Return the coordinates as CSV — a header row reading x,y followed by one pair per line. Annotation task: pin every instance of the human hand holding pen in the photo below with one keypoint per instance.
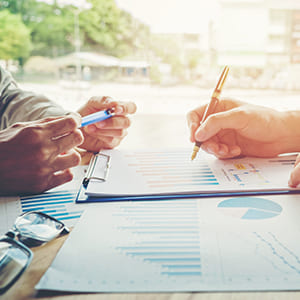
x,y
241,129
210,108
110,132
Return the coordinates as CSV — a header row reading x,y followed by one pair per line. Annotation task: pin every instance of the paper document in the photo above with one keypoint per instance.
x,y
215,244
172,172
--- --- ---
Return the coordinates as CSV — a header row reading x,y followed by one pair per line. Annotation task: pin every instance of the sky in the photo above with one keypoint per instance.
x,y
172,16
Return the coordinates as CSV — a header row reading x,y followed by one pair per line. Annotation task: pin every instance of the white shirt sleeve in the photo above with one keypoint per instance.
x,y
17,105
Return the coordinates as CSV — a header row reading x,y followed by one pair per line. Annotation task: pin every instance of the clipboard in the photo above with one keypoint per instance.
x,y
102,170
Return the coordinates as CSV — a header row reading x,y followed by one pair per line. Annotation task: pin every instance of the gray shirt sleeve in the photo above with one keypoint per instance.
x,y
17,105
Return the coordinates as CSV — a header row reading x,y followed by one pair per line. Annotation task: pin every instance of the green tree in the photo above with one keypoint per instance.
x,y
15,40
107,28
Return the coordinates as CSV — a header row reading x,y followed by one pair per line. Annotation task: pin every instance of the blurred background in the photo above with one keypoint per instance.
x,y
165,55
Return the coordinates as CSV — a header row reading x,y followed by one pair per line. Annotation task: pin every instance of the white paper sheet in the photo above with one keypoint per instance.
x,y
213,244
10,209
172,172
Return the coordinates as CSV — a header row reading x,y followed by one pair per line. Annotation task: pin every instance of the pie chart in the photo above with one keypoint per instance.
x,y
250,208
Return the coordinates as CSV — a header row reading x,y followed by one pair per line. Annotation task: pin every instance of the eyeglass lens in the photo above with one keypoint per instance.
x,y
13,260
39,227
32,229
--- --- ---
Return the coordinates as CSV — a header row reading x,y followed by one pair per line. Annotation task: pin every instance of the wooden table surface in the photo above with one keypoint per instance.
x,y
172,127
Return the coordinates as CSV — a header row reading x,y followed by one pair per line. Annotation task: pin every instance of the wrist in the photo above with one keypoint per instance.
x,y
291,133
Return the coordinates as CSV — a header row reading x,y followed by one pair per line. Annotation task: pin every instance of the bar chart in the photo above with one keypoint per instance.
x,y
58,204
--- --- ---
Filter the listing above, copying out every line that contains the word "white". Case counts.

# [Result for this task]
Return the coordinates as CSV — a header row reading x,y followed by one pair per line. Annotation task: pin every instance of the white shirt sleeve in the photo above with one keypoint per instance.
Return the coordinates as CSV — a header row reading x,y followed by one pair per line. Annotation task: pin every instance of the white paper sheet in the photo above with one keypoint per instance.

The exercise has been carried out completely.